The rechristened "China" companies have a total market value of only about $8 billion. Most are unlisted on a major exchange, typically trading on the OTC Bulletin Board, where brokerage costs can be high. On China Swine, the "spread" between buy and sell prices (part of the cost to trade) exceeded a piggish 40% last week.

This is far from the first time that investors have fallen under the spell of greed-by-association.

In the early 1960s, many small stocks grabbed the market's attention with names evoking the promise of the Space Age, like G-W Ameritronics (a seller of truck bodies) and Techni Electronics (a maker of massage equipment). Many of the "tronics" companies went on to lose more than 90% of their value.

In 1999, Internet-obsessed traders drove Computer Literacy Inc. up by 33% in a day on word that the stock's name would change to fatbrain.com. In 1998 and 1999, the average company that added ".com" to its name outperformed other technology stocks by an average of 53 percentage points. Scads of them later went to zero.

Between 2004 and 2007, as the price of crude oil soared, companies in the U.S. and Canada that added the words "Oil" or "Petroleum" to their names got an instantaneous 8% boost to stock performance. Then they faded.

The bottom line: In the long run, cute names don't make money; only good businesses do.

────────────────────

-- Action item --
Reproduce the stock-name extract verbatim, between "In 1999, Internet-obsessed" and "went to zero.", inclusive. Answer from the stock-name extract alone, drawing on nothing outside it.

-- Material shown --
────────────────────

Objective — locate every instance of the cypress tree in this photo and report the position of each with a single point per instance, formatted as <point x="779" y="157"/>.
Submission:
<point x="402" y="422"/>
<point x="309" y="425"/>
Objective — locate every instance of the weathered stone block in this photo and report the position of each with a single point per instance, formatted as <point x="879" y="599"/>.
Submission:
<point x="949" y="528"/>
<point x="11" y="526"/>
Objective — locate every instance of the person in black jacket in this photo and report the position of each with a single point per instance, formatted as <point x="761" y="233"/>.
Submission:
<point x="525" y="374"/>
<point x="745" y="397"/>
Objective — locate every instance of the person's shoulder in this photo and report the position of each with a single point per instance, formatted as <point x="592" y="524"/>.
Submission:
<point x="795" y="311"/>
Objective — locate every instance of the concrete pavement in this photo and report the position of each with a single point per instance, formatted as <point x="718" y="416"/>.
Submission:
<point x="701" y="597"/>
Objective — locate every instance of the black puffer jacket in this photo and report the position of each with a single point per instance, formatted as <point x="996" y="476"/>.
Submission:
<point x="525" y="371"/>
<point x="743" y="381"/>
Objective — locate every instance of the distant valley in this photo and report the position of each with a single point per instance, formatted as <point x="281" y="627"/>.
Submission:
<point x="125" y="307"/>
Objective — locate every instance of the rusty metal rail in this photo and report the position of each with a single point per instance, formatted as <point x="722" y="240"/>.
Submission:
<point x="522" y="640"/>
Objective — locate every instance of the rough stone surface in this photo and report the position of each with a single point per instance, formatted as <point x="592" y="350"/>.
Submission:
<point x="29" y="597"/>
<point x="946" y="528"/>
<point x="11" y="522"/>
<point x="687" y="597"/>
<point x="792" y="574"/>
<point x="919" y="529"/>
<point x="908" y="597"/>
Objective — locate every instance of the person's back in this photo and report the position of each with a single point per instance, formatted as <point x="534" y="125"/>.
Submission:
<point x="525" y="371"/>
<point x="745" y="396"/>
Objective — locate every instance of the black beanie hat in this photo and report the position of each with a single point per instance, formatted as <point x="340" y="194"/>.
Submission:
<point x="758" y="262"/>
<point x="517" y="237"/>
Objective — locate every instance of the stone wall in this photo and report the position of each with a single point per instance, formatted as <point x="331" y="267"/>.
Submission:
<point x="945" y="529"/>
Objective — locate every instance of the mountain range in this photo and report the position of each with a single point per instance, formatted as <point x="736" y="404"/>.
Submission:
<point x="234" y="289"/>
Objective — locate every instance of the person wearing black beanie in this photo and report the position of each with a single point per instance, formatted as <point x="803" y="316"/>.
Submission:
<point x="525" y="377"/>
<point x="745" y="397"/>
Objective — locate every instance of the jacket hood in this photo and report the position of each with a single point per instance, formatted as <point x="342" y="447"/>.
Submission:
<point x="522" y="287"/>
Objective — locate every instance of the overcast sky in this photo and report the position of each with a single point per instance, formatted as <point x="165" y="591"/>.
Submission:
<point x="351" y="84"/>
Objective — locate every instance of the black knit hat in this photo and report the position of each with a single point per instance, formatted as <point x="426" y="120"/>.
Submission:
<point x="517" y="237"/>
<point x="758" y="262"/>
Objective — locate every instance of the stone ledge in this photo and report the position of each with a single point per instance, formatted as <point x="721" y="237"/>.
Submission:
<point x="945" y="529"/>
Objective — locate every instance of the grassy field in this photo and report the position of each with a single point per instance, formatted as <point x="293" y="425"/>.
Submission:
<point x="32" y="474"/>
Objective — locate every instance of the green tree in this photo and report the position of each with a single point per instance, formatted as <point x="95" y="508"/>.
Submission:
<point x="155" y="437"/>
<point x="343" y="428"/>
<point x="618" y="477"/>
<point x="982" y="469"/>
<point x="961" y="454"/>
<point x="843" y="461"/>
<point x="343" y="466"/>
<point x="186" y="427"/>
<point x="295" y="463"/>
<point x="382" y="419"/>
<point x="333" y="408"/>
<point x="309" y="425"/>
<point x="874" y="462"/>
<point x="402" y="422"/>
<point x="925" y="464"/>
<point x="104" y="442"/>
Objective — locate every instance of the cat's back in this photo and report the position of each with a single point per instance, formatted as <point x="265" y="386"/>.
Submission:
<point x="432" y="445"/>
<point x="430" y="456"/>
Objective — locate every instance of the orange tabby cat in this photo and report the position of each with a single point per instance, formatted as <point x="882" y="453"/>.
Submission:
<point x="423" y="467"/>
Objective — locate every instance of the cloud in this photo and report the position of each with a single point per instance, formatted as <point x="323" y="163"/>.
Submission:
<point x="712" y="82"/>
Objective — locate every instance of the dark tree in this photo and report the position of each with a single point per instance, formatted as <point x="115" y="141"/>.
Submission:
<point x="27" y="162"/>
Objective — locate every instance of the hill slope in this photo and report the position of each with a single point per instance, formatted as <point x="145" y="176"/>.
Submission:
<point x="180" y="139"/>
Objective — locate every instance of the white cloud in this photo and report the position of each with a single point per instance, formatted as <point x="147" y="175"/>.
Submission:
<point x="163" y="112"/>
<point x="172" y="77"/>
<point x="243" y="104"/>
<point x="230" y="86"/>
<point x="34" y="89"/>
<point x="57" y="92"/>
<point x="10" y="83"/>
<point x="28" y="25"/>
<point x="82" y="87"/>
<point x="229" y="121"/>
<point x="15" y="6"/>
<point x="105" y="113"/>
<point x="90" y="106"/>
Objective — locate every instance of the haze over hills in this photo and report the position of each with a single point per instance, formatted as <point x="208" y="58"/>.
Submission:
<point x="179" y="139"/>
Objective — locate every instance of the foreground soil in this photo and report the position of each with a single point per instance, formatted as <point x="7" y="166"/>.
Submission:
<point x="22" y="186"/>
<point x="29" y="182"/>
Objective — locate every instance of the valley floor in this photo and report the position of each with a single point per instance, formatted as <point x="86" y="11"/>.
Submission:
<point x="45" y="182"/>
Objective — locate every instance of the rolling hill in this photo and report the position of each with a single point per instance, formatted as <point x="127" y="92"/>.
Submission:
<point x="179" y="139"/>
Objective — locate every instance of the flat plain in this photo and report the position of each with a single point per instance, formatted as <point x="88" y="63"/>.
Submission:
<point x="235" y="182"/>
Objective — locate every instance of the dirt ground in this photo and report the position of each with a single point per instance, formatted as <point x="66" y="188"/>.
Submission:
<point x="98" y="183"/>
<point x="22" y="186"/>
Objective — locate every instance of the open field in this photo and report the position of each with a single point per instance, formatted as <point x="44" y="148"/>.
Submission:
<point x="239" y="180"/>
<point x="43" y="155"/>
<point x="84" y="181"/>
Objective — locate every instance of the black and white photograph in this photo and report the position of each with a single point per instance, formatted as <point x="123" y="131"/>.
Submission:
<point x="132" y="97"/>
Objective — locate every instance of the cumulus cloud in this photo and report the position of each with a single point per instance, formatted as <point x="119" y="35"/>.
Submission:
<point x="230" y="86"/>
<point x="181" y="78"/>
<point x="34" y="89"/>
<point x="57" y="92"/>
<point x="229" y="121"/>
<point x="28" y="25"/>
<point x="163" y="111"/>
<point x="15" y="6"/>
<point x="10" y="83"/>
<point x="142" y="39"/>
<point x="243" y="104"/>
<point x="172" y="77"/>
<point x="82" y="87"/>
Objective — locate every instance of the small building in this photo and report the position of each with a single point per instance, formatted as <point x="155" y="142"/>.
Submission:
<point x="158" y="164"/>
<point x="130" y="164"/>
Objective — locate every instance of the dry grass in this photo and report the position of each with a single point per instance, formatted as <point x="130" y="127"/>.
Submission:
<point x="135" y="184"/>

────────────────────

-- Reply --
In 1999, Internet-obsessed traders drove Computer Literacy Inc. up by 33% in a day on word that the stock's name would change to fatbrain.com. In 1998 and 1999, the average company that added ".com" to its name outperformed other technology stocks by an average of 53 percentage points. Scads of them later went to zero.